[Saved data entries]
========================================================================

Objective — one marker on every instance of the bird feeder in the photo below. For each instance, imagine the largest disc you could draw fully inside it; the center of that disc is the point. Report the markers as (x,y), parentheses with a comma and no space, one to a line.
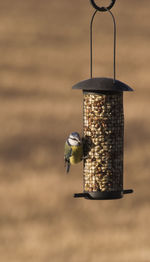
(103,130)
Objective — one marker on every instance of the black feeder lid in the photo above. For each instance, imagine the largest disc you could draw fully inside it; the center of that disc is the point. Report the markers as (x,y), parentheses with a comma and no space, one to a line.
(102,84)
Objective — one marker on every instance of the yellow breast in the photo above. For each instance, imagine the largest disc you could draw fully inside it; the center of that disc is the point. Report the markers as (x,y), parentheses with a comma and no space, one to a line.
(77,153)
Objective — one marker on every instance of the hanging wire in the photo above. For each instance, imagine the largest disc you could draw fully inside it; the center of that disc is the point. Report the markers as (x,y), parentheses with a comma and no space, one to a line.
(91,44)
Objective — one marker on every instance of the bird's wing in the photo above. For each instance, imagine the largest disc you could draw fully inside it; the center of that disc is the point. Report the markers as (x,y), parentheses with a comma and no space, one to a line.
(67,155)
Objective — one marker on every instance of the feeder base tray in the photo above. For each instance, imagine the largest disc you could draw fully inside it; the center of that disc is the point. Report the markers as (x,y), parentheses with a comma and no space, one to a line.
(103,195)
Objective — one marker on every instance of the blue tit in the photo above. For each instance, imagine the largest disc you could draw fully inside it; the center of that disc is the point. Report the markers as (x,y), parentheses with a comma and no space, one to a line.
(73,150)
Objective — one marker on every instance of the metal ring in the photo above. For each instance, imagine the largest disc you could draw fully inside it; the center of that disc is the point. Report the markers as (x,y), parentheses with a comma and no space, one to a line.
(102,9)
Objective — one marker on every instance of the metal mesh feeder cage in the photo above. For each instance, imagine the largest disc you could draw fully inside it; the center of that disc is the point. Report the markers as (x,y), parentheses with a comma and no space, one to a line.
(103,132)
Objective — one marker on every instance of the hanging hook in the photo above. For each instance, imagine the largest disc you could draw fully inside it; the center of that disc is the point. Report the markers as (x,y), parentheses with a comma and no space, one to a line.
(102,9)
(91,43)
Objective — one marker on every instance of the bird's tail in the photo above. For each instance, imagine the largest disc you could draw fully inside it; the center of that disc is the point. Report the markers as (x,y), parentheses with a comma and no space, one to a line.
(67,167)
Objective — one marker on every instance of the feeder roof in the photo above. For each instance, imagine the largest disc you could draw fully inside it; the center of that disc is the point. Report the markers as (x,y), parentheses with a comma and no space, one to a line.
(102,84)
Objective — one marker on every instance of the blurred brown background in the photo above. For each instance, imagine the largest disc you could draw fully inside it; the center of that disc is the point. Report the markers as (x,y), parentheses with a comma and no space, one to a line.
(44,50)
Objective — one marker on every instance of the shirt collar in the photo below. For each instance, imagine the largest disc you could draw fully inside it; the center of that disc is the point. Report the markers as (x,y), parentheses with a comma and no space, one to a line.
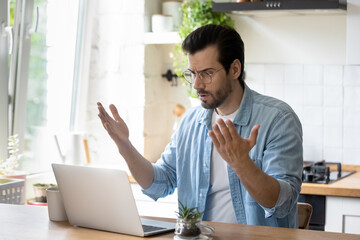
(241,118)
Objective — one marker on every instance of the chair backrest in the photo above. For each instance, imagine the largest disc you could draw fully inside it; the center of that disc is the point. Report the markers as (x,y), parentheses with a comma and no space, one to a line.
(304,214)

========================================================================

## WHAT YOU HAVE TO DO
The answer must be an exact reproduction of the records, with every picture left out.

## COMPLETED EXERCISE
Objective — one marker on every instance of the bird feeder in the photo below. For each instance, imagine the largest disc you could draw fully inside it; the center of that disc is the point. Report the markers as (x,y), parentheses with a comma and no space, one to a line.
(103,130)
Objective — one marker on every instance of the black feeder lid in the photo above. For each instance, imagine the largest disc you could draw fully inside it; the center of that disc is the point. Report the markers as (x,y), parentheses with a comma and no space, one to a line.
(102,84)
Objective — one marker on every instance of the yellow breast in the photo above. For each instance, imagine the largest disc you could draw fully inside it; the center of that disc is the point. Report the markers as (x,y), parentheses with a comma and no space, one to a line.
(77,153)
Objective — one marker on every instance of the hanging wire in the photo above. For each instance, imagine the largest disc you could draw fully inside it; the center of that disc is the point. Report the markers as (x,y), parentheses with a comma and no space, one to a line.
(91,44)
Objective — one marker on every instance of the bird's wing in the photo above. For each instance, imagine the largest disc you could draw fully inside it; the center of that disc is the point. Report the markers as (x,y), parentheses with a comma and no space, one to a line.
(67,155)
Objective — one marker on every instance of the feeder base tray in the photo above. For each instance, imagine the largest disc you could draw fully inside it; the center of that disc is the point. Report the markers as (x,y), parentheses with a comma and no space, one to a line.
(103,195)
Objective — one marker on every instance of the blue tit in the photo above. For each instance, imagine the largest disc you could draw fully inside it; the center of that disc is the point. Report the markers as (x,y), parentheses with a comma and no space, one to a line.
(73,150)
Objective — one marker on every instance of the metal ring in the photo above. For each instance, imagine the largest disc you could draw fully inside it; the center of that disc is the point. Report the markers as (x,y), parentheses with a comma and no space, one to a line.
(102,9)
Objective — one marker on every instance of the metal mesh feeder cage in the photo above. For each instance, imagine the largest disc you could draw fully inside it; the center of that disc is the point. Report the markers as (x,y), parentheses with a comma and no space, one to a line.
(103,132)
Objective — one marker on every instance of the hanging hook in the photo above. For each instance, imagine the largest disc you could draw fully inside it; the center of that disc is the point. Report the markers as (x,y), parentheses with a comma and no space, one to a line.
(102,9)
(91,43)
Objective — one marker on every instance of the bird's tail in the photo above. For each instance, imagine the largest disc you could draw fully inside it; the center of that disc is the point. Report the markers as (x,y), parentheses with a comma and no space, one to a line.
(67,167)
Objective — one marker on every instance of the feeder roof in the photo above. For each instance, imagine the largest disc you could draw fully inside it; the center of that disc is the point. Report the markers as (x,y), parentheses with a comma and no space, one to a line.
(102,84)
Objective — one marker on every instance of the blurred brown background in the photo above. For each instance, imagine the largest disc you could draw fully inside it; the center of that disc is the point. Report the markers as (x,y), parentheses with a comma and no space, one to a line.
(44,50)
Objective — one marker on every instance of the shirt collar in the photo below. For each instance, imagine the largest disc you could draw fully inside it; the center of that disc is the point. Report the markers as (x,y), parentheses with a comma and no space, one to a line.
(241,118)
Objective — one marker on every instance of the chair backrest in the photo above. For each instance, imagine the largest disc you could draw fully inside it; the center of that disc is the point. Report the markers as (x,y), parentheses with a comma and no space, one to a line.
(304,214)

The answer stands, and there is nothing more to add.